Hey @sean-king, thanks for the response.
I would like to address that it seems as though you feel my article was a personal attack on your beliefs. Note that I was merely giving a female influencing opinion on the differences between empowerment and objectification.
Discussion is important, but I do not appreciate being an assumed misandrist. Consider rephrasing questions like this, as it sounds like you have a different agenda, opposed to a debate.
Perhaps @veralyann thinks it's only males that are "monkeys"?
Here is another point you make even further rationalizes my original argument:
You being aroused by me doesn't "objectify" or "dehumanize" me in any possible way, even if I'm unaware of it or I'm powerless to quell your lust--well, unless I've been conned into thinking that I should feel "objectified" or "dehumanized" as a result. But, what if instead I had been taught that I was empowered by the attention and I knew how to exploit it?
You don't feel objectified by said situation because it doesn't objectify you. That was my whole point of the article-- even the title asks the key question, "Is This Empowerment, Or Objectification?"
Again, thank you for the response. Please take my article in question as constructive criticism for how we interact/treat/talk about women in the future, as that was the idea when creating it.
369 is all i have to say. A whale(s) know you're adding real value. thanks for speaking your mind. And actually @sean-king is brave to bring up his personal beliefs on a subject such as this.

◇ ◇ ◇ ◇

■ Tasks to carry out ■
1: Answer these questions about the reply on empowerment and objectification:
(a) Which username is the reply addressed to?
(b) What title does the article carry?
(c) How does the writer ask for the article to be taken?
2: Write the next part of the comment thread on empowerment and objectification, starting after its final comment.

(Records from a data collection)
◇ ◇ ◇ ◇

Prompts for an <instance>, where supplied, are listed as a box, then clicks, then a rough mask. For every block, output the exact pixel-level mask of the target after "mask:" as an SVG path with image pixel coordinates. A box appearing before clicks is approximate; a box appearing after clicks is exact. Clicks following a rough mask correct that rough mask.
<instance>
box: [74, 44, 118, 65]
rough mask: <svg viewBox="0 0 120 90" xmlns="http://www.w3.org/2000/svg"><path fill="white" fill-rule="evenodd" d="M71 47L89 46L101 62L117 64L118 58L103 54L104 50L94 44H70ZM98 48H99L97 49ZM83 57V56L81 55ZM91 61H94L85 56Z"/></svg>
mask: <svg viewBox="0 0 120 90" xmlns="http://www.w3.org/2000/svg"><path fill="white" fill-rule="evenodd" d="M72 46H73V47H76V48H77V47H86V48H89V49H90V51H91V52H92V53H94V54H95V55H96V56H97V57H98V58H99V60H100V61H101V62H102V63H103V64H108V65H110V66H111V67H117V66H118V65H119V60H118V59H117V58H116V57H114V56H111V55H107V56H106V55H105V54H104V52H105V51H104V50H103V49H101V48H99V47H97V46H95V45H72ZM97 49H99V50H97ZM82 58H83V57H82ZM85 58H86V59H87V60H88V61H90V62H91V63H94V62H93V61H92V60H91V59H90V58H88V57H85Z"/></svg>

◇ ◇ ◇ ◇

■ Responses by task ■
1:
(a) @sean-king
(b) "Is This Empowerment, Or Objectification?"
(c) As constructive criticism for how we interact/treat/talk about women in the future

2:
great discourse
Thanks again. I did not take your response as a personal attack in any way, and I did not intend mine to be one. To the extent it came across that way, my apologies. I sometimes debate like a trial lawyer--with passion and conviction and hopefully logic. I did not mean to insult you personally.
No need for apologies. It was a wonderful discussion that we should see more of!
One last thing I would like to edit and reiterate:
I still don't believe that psychology undermines feminism politically, or socially.
Thank you, again, for the discussion. I look forward to reading your future articles. :)
As I said already correlation is not equal to causality. I know I'm a little late in the discussion so please forgive my tardy response.
I don't understand you final point about objectification. Are you suggesting that your arousal is only objectification if I feel objectified by it? That objectification is not objective but rather is determined solely by the mental state and self-image of the object? I would suggest the opposite. if you are going to accuse someone of objectifying you, then it's their mental state, their intent, that is determinative, not your reaction to it.
Everyone individually decides what feels objectifying. Objectification occurs when a person feels they have been treated more as an object than as a person, and when that is is different for different people.
There is not, by definition, an objective, fixed length list of things that are objectifying. It is up to us, both at the individual and at the social level to try to be more aware of the phenomenon of objectification and actively avoid it.
If you learned to empathize with others, like women, then you would be able to understand that your demand for the issue to be black and white is beyond unrealistic.
Objectification is defined as the seeing and/or treating a person, usually a woman, as an object.
I think it can be argued that if a person feels victimized or objectified, they could very well be. That obviously isn't the only factor when we ask ourselves, "is this objectifying?" Objectification can be classified by many other telling categories.
My final point was to illustrate how some of your questions are rhetorical. Since your first sentence said you aren't objectified by the hypothetical-- well, then it's probably not objectifying. However, that's not a realistic standpoint of how these situations usually play out.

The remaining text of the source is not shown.